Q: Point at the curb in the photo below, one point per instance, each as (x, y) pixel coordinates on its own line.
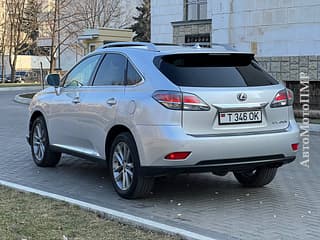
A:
(312, 127)
(114, 214)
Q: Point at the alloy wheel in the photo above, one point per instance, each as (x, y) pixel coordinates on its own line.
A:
(38, 141)
(122, 166)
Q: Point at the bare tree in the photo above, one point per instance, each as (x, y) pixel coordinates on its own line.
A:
(101, 13)
(3, 45)
(18, 33)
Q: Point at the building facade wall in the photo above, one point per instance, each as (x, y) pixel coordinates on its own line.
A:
(163, 12)
(270, 28)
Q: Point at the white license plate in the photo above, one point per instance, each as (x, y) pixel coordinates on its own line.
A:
(240, 117)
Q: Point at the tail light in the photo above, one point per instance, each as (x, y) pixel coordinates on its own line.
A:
(283, 98)
(295, 147)
(177, 155)
(180, 101)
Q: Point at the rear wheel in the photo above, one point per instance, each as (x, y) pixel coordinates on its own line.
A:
(125, 168)
(42, 155)
(257, 177)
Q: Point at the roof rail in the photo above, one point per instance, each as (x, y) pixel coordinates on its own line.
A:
(225, 46)
(149, 46)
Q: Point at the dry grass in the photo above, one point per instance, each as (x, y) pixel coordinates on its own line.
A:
(29, 216)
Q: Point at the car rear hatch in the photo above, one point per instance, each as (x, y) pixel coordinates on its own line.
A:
(240, 97)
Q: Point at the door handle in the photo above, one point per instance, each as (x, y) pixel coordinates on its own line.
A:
(111, 101)
(76, 100)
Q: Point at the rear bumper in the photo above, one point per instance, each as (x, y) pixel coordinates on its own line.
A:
(224, 165)
(155, 142)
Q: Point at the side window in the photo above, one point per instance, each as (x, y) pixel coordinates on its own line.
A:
(132, 76)
(111, 70)
(81, 74)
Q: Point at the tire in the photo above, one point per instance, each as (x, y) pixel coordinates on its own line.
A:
(39, 141)
(256, 178)
(124, 167)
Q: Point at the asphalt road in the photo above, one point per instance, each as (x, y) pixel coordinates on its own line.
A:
(288, 208)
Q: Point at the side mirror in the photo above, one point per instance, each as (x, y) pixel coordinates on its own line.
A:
(53, 79)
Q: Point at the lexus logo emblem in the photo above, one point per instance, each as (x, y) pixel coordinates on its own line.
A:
(242, 97)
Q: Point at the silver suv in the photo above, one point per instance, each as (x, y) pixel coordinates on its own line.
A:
(153, 110)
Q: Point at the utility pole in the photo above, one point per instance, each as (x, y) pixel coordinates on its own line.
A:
(57, 5)
(59, 37)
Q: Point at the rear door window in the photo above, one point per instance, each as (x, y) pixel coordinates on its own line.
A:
(211, 70)
(111, 70)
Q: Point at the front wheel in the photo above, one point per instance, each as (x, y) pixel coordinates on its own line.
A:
(257, 177)
(39, 140)
(125, 168)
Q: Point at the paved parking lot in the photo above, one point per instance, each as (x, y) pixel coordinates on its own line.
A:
(288, 208)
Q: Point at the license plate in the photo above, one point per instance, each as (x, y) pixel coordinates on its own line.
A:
(240, 117)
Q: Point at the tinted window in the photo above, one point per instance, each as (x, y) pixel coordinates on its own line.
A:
(132, 76)
(111, 70)
(81, 74)
(205, 70)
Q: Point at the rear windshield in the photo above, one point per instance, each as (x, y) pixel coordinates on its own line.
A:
(211, 70)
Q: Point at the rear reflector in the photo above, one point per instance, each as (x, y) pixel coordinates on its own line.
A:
(283, 98)
(295, 146)
(177, 155)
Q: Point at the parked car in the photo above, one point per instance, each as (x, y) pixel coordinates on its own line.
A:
(17, 79)
(152, 110)
(2, 79)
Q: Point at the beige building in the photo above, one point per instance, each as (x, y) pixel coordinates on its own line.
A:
(91, 39)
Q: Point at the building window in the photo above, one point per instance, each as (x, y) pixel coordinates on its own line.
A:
(202, 39)
(92, 47)
(196, 9)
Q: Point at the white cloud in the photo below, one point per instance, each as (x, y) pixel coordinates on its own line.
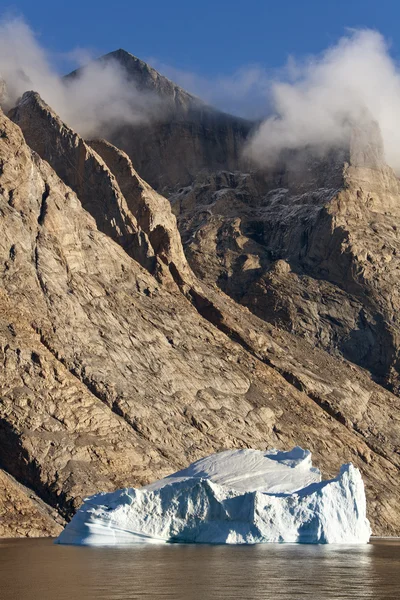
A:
(319, 99)
(99, 99)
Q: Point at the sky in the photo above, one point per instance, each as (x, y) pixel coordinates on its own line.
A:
(307, 71)
(209, 38)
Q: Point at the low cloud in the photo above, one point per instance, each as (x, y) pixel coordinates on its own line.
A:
(244, 93)
(99, 99)
(314, 103)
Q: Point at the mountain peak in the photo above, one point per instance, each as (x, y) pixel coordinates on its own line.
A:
(147, 79)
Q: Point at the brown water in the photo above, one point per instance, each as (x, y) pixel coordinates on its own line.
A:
(40, 570)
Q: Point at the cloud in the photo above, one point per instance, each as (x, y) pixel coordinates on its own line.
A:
(315, 102)
(244, 93)
(99, 99)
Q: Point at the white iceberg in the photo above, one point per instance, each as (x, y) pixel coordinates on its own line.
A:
(233, 497)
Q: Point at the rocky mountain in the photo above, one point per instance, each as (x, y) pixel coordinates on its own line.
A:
(184, 136)
(312, 248)
(123, 363)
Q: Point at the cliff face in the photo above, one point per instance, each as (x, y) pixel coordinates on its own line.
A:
(118, 369)
(183, 136)
(312, 248)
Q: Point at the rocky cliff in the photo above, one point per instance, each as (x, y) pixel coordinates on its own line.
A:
(311, 247)
(183, 136)
(118, 369)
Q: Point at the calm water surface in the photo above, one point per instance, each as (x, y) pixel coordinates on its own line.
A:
(40, 570)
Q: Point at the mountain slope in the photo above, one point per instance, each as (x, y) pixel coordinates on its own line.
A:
(184, 135)
(112, 377)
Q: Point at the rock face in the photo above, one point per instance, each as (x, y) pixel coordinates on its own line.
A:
(312, 248)
(118, 369)
(185, 135)
(84, 171)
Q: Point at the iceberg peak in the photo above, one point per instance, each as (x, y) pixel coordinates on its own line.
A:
(232, 497)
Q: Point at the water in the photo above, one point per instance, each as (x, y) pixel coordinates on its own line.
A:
(40, 570)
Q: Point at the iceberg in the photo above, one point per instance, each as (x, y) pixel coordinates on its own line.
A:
(232, 497)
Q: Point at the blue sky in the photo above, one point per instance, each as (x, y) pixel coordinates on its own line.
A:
(210, 37)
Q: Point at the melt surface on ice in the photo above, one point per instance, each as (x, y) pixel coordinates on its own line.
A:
(234, 497)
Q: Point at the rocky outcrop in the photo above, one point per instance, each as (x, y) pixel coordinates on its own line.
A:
(111, 378)
(310, 247)
(23, 514)
(88, 175)
(152, 211)
(182, 136)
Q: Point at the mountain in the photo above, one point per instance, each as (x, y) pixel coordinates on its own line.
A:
(185, 135)
(123, 357)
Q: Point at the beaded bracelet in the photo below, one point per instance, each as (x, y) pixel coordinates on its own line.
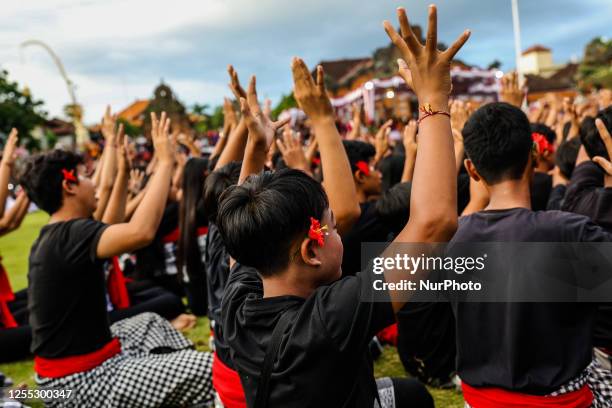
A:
(427, 111)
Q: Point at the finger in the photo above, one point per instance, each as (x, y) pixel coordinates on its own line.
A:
(280, 123)
(605, 164)
(456, 46)
(605, 135)
(320, 79)
(397, 40)
(404, 72)
(409, 38)
(431, 42)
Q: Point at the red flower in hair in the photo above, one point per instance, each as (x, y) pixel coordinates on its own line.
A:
(69, 175)
(316, 231)
(542, 143)
(363, 167)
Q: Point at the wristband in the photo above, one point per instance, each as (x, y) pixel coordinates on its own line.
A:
(427, 111)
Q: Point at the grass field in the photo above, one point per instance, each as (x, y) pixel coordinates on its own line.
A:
(15, 247)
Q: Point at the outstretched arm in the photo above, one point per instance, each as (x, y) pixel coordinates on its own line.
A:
(313, 100)
(433, 202)
(141, 229)
(235, 145)
(6, 166)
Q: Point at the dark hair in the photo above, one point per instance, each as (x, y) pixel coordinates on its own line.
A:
(357, 151)
(544, 130)
(589, 135)
(394, 207)
(565, 156)
(497, 139)
(42, 177)
(260, 219)
(216, 183)
(192, 204)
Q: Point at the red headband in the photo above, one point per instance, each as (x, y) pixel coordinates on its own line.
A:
(69, 175)
(316, 231)
(363, 167)
(542, 143)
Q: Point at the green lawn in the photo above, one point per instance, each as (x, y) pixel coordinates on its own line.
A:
(15, 247)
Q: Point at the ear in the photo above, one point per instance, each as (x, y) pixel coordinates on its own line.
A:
(471, 169)
(309, 252)
(69, 188)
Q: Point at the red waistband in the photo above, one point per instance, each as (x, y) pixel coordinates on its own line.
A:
(61, 367)
(227, 384)
(496, 397)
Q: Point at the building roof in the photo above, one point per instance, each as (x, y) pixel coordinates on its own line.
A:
(133, 112)
(536, 48)
(337, 70)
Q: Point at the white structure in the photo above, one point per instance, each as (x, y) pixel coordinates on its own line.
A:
(537, 60)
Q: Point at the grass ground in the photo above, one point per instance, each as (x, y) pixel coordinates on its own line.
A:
(15, 248)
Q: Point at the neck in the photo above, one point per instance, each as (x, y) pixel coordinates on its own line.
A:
(361, 196)
(510, 194)
(288, 283)
(68, 212)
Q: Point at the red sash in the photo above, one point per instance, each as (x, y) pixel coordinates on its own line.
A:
(227, 383)
(7, 321)
(61, 367)
(117, 291)
(496, 397)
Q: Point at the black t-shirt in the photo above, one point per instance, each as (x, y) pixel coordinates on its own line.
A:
(532, 348)
(323, 358)
(541, 186)
(66, 290)
(368, 228)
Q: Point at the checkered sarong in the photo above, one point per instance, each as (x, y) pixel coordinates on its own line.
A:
(157, 367)
(597, 378)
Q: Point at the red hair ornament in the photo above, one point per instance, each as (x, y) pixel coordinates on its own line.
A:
(69, 175)
(317, 232)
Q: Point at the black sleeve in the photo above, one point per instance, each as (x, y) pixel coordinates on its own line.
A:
(349, 313)
(81, 243)
(555, 200)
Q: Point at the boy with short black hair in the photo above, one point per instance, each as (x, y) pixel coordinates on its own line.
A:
(142, 361)
(518, 341)
(298, 335)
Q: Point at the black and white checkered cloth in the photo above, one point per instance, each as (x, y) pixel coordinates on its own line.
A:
(157, 367)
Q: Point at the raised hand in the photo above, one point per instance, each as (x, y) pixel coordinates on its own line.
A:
(510, 91)
(261, 128)
(291, 147)
(8, 154)
(424, 68)
(234, 84)
(605, 164)
(311, 96)
(109, 123)
(160, 135)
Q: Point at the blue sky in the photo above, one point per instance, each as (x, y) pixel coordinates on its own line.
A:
(116, 51)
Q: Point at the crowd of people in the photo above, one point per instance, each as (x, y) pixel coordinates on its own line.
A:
(263, 236)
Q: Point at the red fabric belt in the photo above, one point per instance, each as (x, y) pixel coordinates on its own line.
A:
(117, 291)
(227, 383)
(61, 367)
(6, 295)
(496, 397)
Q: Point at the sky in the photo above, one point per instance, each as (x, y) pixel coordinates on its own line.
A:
(117, 51)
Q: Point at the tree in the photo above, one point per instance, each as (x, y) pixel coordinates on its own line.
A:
(19, 110)
(596, 66)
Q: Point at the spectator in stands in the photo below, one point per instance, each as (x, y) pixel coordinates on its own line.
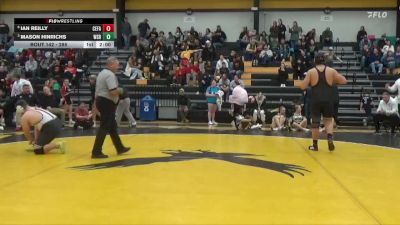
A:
(211, 94)
(365, 41)
(392, 89)
(209, 53)
(299, 65)
(157, 63)
(283, 50)
(66, 99)
(204, 82)
(279, 120)
(70, 73)
(31, 67)
(265, 56)
(389, 61)
(244, 38)
(224, 70)
(235, 82)
(45, 64)
(387, 47)
(382, 41)
(330, 56)
(274, 33)
(47, 100)
(29, 98)
(178, 35)
(397, 56)
(260, 109)
(92, 86)
(365, 52)
(327, 37)
(223, 84)
(144, 28)
(375, 62)
(295, 33)
(366, 105)
(170, 42)
(387, 111)
(183, 106)
(283, 74)
(310, 36)
(17, 86)
(361, 34)
(250, 50)
(220, 62)
(83, 117)
(3, 70)
(219, 37)
(4, 30)
(133, 69)
(192, 76)
(282, 30)
(311, 50)
(298, 122)
(238, 67)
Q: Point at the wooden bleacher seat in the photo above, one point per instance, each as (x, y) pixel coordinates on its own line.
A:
(141, 82)
(297, 83)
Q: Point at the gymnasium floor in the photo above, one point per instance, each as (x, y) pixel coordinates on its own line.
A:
(195, 175)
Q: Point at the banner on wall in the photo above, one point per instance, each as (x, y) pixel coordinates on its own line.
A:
(326, 18)
(189, 19)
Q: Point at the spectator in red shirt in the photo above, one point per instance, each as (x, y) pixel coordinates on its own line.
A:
(66, 99)
(83, 117)
(70, 68)
(69, 54)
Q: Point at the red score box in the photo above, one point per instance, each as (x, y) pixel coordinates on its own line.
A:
(108, 27)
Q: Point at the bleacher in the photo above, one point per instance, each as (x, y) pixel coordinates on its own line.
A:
(256, 79)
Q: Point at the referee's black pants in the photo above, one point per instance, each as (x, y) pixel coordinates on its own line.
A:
(108, 125)
(393, 120)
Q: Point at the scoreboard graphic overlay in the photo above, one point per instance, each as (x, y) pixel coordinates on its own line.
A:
(64, 33)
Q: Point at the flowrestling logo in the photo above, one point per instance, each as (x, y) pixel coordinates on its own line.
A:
(179, 155)
(377, 14)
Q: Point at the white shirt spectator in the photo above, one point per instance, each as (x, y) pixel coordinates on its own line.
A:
(394, 88)
(31, 66)
(233, 84)
(387, 48)
(16, 88)
(219, 64)
(388, 108)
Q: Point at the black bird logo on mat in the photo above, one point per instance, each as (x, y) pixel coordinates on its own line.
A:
(179, 155)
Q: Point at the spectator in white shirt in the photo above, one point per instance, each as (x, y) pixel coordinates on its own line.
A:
(395, 87)
(387, 111)
(31, 66)
(19, 82)
(220, 61)
(235, 82)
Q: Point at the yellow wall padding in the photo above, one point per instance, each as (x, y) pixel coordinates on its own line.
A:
(306, 4)
(184, 4)
(165, 5)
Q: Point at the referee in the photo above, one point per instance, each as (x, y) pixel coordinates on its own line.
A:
(107, 96)
(322, 80)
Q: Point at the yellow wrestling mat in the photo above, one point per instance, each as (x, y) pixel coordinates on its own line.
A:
(201, 179)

§ **Your instructions**:
Search the listing above for the word "door", and copy every line that has it.

§ **Worked solution**:
Q: Point at the door handle in the photo above, one point per instance, each as (x, y) pixel coordinates on its own line.
Q: Point at the rear door window in the photo above, one point per instance, each as (x, y) pixel coordinates on its own line.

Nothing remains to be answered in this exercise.